## BEGIN

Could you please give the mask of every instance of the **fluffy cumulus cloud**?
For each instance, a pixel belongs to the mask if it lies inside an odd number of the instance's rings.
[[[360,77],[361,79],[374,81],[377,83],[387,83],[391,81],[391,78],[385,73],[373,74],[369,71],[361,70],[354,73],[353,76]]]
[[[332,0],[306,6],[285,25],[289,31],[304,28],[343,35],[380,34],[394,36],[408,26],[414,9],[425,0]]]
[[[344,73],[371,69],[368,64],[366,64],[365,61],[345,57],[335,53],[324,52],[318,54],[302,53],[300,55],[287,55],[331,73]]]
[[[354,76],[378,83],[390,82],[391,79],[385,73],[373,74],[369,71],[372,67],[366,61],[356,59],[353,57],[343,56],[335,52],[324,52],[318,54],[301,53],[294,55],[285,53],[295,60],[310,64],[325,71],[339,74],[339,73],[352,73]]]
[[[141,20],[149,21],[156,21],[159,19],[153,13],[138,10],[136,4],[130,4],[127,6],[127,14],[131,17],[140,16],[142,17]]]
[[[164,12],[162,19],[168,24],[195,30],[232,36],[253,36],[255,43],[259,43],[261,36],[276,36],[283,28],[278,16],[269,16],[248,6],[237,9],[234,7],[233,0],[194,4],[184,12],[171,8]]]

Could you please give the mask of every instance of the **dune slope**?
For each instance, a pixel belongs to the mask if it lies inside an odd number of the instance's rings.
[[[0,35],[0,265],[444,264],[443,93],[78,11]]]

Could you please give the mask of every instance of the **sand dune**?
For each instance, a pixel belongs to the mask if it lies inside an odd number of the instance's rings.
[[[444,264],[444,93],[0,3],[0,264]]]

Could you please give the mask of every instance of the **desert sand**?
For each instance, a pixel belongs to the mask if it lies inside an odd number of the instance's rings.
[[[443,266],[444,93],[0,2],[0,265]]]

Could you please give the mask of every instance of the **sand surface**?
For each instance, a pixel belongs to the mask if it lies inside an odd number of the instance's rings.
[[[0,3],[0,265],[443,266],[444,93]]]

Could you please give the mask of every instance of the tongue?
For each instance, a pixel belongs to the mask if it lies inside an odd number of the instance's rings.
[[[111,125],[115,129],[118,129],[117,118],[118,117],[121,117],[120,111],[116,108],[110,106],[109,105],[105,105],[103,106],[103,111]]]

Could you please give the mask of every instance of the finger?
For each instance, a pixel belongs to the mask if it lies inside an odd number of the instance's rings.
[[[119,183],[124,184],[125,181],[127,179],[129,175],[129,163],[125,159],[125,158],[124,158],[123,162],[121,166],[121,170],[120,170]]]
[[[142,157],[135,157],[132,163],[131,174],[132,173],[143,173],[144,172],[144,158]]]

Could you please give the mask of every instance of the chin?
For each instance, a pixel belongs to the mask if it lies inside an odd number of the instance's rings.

## END

Write out again, word for word, every line of the material from the one containing "of the finger?" through the last line of the material, both ends included.

Could you please give the mask of every instance of the finger?
For each instance, a pixel belongs to the mask if it lies inside an odd number of the instance's rings.
[[[119,183],[124,184],[125,181],[127,179],[129,175],[129,163],[125,159],[125,158],[124,158],[123,162],[121,166],[121,170],[120,170]]]
[[[142,157],[135,157],[132,163],[131,174],[132,173],[143,173],[144,172],[144,158]]]

Could you please give the mask of every instance of the chin?
For each instance, a pixel belongs to the mask if it lies inside an odd number of the instance's rings.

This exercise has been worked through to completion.